- **Quoted passage**
The C/O ratio in the film for lithography can be controlled to result in an enhancement in etching resistance, and thus the film may be baked so as to achieve a preferable C/O ratio. For example, a high ratio leads to high resistance against oxygen plasma etching or etching by a fluorine-based gas. The baking temperature is not particularly limited, is usually in the range from 200° C. to 1000° C., and is preferably 300 to 900° C., more preferably 400° C. to 800° C., further preferably 450° C. to 700° C., still further preferably 500° C. to 700° C. from the viewpoints of high carbonization and heat resistance of the film. The baking time is also not particularly limited, and is preferably in the range from 10 to 300 seconds.

[Underlayer Film for Lithography and Method for Forming Pattern]

An underlayer film for lithography of the present embodiment is formed using the composition for film formation for lithography of the present embodiment.

A method for forming a pattern of the present embodiment includes step (A-1) of forming an underlayer film on a substrate using he composition for film formation for lithography of the present embodiment, step (A-2) of forming at least one photoresist layer on the underlayer film, and step (A-3) of irradiating a predetermined region of the photoresist layer with radiation for development, after step (A-2).

Another method for forming a pattern of the present embodiment includes step (B-1) of forming an underlayer film on a substrate using the composition for film formation for lithography of the present embodiment; step (B-2) of forming an intermediate layer film on the underlayer film using a silicon atom-containing resist intermediate layer film material; step (B-3) of forming at least one photoresist layer on the intermediate layer film; step (B-4) of irradiating a predetermined region of the photoresist layer with radiation for development to thereby form a resist pattern, after step (B-3); and step (B-5) of etching the intermediate layer film with the resist pattern as a mask, etching the underlayer film with an intermediate layer film pattern obtained, as an etching mask, and etching the substrate with an underlayer film pattern obtained, as an etching mask, to thereby form a pattern on the substrate, after step (B-4).

The method for forming the underlayer film for lithography of the present embodiment (hereinafter, also simply referred to as “underlayer film”) is not particularly limited as long as the underlayer film is formed from the composition for film formation for lithography of the present embodiment, and a known procedure can be applied. For example, the underlayer film can be formed by applying the composition for film formation for lithography of the present embodiment to a substrate by a known coating method or printing method such as spin coating or screen printing, and thereafter removing an organic solvent by volatilization or the like.

When the underlayer film is formed, baking is preferably performed in order to not only suppress the occurrence of a mixing phenomenon with an upper layer resist, but also promote a crosslinking reaction, or achieve a preferable C/O ratio. The baking conditions are as described above. The thickness of the underlayer film can be appropriately selected depending on requirement performance, is not particularly limited, and is usually preferably 30 to 20.000 nm, more preferably 50 to 15,000 nm, further preferably 50 to 1000 nm.

After the underlayer film is produced on the substrate, preferably a silicon-containing resist layer or a usual single-layer resist including hydrocarbon is produced thereon in the case of a two-layer process, and preferably a silicon-containing intermediate layer is produced thereon and a silicon-free single-layer resist layer is further produced thereon in the case of a three-layer process. In this case, a known material can be used as a photoresist material for formation of the resist layer.

- **Extracted material**
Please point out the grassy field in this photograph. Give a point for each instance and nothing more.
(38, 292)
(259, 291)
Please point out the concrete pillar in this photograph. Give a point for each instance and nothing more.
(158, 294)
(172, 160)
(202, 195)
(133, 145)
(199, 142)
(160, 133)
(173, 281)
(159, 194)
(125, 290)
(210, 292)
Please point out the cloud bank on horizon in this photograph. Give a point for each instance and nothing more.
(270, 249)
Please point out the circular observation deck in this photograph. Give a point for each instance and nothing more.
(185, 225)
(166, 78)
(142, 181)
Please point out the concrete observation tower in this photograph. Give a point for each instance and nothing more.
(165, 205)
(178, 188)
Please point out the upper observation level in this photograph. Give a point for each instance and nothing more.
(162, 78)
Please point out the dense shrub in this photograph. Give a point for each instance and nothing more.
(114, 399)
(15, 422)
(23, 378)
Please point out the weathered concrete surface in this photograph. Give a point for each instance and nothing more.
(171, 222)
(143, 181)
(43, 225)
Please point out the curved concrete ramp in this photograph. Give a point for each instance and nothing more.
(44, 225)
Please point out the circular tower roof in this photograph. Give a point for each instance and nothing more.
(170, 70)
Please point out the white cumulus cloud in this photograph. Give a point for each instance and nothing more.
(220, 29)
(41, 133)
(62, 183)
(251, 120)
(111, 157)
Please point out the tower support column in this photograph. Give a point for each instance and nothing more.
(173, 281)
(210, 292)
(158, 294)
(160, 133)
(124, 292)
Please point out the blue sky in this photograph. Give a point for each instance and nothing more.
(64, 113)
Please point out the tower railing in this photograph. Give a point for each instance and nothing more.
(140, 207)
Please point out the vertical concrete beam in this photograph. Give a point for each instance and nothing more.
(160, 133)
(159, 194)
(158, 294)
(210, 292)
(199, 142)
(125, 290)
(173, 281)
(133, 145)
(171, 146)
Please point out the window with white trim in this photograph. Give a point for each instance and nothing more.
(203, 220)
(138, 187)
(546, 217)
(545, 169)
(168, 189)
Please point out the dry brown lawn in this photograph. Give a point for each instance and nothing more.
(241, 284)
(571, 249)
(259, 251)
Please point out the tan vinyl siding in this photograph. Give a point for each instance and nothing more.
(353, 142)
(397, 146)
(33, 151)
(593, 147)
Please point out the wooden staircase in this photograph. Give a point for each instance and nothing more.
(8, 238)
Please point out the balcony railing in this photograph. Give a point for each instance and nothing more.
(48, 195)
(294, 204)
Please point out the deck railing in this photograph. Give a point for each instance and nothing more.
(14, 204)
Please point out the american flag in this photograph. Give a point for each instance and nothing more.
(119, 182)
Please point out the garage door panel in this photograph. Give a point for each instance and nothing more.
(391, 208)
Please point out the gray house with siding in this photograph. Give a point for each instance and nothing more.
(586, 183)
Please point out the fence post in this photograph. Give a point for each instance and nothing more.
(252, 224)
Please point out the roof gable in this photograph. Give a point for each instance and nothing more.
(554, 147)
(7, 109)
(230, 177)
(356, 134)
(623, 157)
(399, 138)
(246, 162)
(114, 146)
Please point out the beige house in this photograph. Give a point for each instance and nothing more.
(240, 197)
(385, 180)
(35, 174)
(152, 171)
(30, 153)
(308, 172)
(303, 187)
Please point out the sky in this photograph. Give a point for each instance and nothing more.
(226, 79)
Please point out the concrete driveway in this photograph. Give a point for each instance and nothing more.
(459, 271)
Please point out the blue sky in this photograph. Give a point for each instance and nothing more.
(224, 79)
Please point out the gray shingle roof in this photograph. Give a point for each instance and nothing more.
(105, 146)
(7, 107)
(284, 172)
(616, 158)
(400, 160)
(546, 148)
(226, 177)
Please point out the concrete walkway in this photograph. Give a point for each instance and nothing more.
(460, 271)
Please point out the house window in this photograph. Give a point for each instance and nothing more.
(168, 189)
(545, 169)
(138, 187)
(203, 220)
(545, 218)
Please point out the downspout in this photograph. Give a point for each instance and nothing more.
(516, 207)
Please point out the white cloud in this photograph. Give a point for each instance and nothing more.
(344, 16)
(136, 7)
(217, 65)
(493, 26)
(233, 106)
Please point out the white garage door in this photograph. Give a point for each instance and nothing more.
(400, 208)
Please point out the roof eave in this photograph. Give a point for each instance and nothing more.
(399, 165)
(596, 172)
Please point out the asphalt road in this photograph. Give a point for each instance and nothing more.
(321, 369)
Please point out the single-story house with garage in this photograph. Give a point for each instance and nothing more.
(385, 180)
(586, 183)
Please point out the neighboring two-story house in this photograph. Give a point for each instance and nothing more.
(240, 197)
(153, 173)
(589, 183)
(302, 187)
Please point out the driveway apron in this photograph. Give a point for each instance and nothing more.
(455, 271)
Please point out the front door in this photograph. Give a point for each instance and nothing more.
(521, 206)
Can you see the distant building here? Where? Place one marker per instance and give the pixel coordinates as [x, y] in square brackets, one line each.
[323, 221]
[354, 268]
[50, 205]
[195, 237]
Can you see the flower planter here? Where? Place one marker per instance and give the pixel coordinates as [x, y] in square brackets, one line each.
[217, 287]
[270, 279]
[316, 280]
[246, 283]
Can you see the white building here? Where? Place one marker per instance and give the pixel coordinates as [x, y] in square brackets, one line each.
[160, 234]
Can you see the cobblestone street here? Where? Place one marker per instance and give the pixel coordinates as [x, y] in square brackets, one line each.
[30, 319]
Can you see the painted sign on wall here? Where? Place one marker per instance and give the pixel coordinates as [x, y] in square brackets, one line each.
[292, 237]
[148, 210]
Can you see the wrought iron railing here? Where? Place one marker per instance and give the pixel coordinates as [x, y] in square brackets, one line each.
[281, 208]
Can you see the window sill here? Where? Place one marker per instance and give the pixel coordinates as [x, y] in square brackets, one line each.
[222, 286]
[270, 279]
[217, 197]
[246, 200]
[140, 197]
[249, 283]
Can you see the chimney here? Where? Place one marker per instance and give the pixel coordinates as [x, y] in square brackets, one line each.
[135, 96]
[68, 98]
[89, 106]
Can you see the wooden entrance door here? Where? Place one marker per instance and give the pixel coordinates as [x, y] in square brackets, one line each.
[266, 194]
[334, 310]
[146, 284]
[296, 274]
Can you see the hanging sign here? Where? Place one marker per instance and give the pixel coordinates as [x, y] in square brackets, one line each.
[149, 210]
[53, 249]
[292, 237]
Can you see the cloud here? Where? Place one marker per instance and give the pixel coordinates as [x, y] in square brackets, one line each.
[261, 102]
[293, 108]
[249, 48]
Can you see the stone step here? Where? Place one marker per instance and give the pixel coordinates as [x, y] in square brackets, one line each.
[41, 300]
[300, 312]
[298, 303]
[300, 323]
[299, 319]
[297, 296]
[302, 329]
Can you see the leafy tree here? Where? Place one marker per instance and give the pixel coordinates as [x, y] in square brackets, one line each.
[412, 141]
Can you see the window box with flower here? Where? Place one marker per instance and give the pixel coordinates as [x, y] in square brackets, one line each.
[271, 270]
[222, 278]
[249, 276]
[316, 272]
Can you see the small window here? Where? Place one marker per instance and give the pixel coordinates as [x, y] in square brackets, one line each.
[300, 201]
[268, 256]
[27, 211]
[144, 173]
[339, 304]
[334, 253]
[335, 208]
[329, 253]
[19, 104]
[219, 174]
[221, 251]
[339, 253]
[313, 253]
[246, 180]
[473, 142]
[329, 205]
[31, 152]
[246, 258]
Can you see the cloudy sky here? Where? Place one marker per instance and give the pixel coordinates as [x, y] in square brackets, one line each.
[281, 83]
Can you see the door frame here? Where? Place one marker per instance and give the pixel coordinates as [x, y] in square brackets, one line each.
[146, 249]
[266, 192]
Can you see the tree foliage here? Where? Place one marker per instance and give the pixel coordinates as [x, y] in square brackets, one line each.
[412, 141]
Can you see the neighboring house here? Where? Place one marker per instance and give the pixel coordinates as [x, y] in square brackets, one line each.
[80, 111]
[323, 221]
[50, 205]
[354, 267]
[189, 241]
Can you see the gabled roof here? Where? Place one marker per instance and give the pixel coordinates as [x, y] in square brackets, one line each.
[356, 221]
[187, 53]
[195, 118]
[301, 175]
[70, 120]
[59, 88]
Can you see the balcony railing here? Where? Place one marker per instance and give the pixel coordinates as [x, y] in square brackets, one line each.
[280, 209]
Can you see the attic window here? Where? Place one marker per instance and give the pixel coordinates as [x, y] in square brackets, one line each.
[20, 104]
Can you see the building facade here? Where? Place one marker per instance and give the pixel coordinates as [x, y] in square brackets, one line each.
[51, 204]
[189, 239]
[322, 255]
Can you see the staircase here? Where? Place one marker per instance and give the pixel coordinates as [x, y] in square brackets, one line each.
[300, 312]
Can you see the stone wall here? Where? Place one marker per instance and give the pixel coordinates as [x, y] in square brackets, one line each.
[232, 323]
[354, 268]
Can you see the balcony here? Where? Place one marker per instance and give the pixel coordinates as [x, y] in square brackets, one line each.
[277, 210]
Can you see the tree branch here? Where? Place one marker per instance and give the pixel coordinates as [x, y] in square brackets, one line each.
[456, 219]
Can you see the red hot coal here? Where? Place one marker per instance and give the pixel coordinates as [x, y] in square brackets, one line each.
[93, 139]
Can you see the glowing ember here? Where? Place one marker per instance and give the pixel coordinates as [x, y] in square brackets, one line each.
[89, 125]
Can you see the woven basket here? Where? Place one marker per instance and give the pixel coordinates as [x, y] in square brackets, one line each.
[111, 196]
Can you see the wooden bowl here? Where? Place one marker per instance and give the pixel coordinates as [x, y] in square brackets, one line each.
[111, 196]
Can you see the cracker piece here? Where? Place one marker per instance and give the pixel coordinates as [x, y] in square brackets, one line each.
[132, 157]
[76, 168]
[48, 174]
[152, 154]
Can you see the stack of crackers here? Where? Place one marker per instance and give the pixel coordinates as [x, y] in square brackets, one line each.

- **Exercise A**
Reproduce the underlayer film passage from "When the underlayer" to "to 1000 nm.", substituting "overlying resist layer" for "upper layer resist".
- **Exercise B**
According to the underlayer film passage, why is baking preferably performed when the underlayer film is formed?
- **Exercise C**
Answer these questions from the underlayer film passage.
(i) What is the preferred range for the baking time?
(ii) Which two coating or printing methods are named for applying the composition to a substrate?
(iii) In a three-layer process, what is produced on the underlayer film?
Rely only on the underlayer film passage to answer.

- **Response A**
When the underlayer film is formed, baking is preferably performed in order to not only suppress the occurrence of a mixing phenomenon with an overlying resist layer, but also promote a crosslinking reaction, or achieve a preferable C/O ratio. The baking conditions are as described above. The thickness of the underlayer film can be appropriately selected depending on requirement performance, is not particularly limited, and is usually preferably 30 to 20.000 nm, more preferably 50 to 15,000 nm, further preferably 50 to 1000 nm.

- **Response B**
Baking suppresses mixing between the underlayer film and the upper layer resist. It also promotes a crosslinking reaction and achieves a preferable C/O ratio. A high C/O ratio gives high resistance to oxygen plasma etching or etching by a fluorine-based gas.

- **Response C**
(i) 10 to 300 seconds.
(ii) Spin coating and screen printing.
(iii) A silicon-containing intermediate layer, with a silicon-free single-layer resist layer on top of it.